PROBLEM TO SOLVE – Here the job is to transcribe the data exactly while omitting the images.

━━━━━ DATA FOR THIS EXERCISE

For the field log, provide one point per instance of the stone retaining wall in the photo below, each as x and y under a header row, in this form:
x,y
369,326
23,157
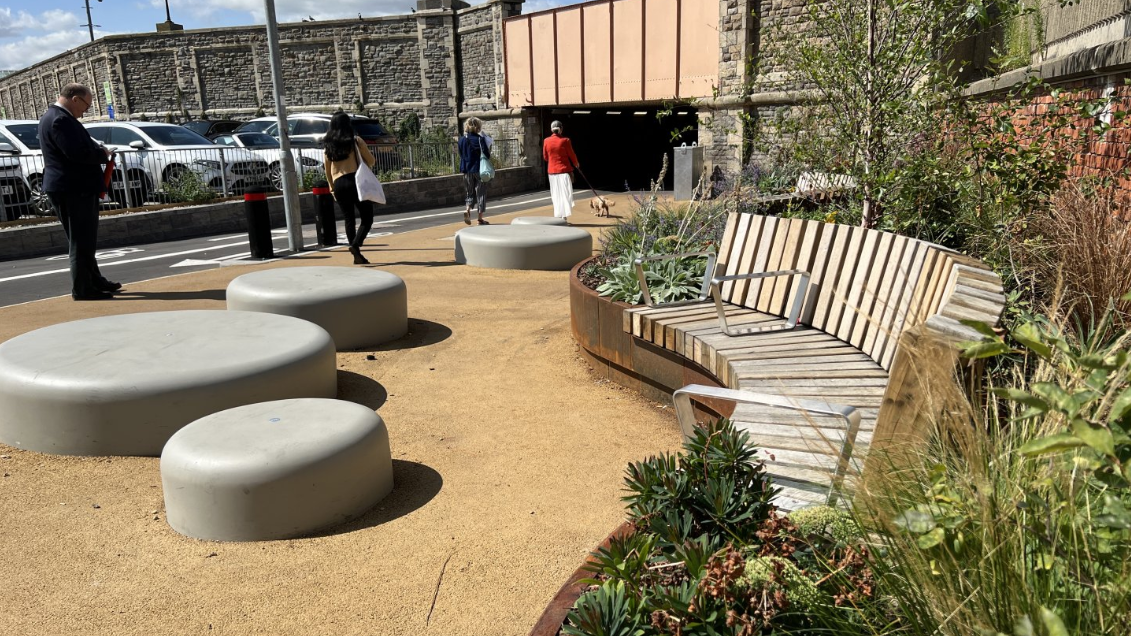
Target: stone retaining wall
x,y
227,217
386,67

━━━━━━━━━━

WORKED SOLUTION –
For the field log, provide one point per instance of the stone retaining wall in the photo below, each as x and y under a header row, in this form:
x,y
369,326
23,157
Target: stone retaining wall
x,y
227,217
386,67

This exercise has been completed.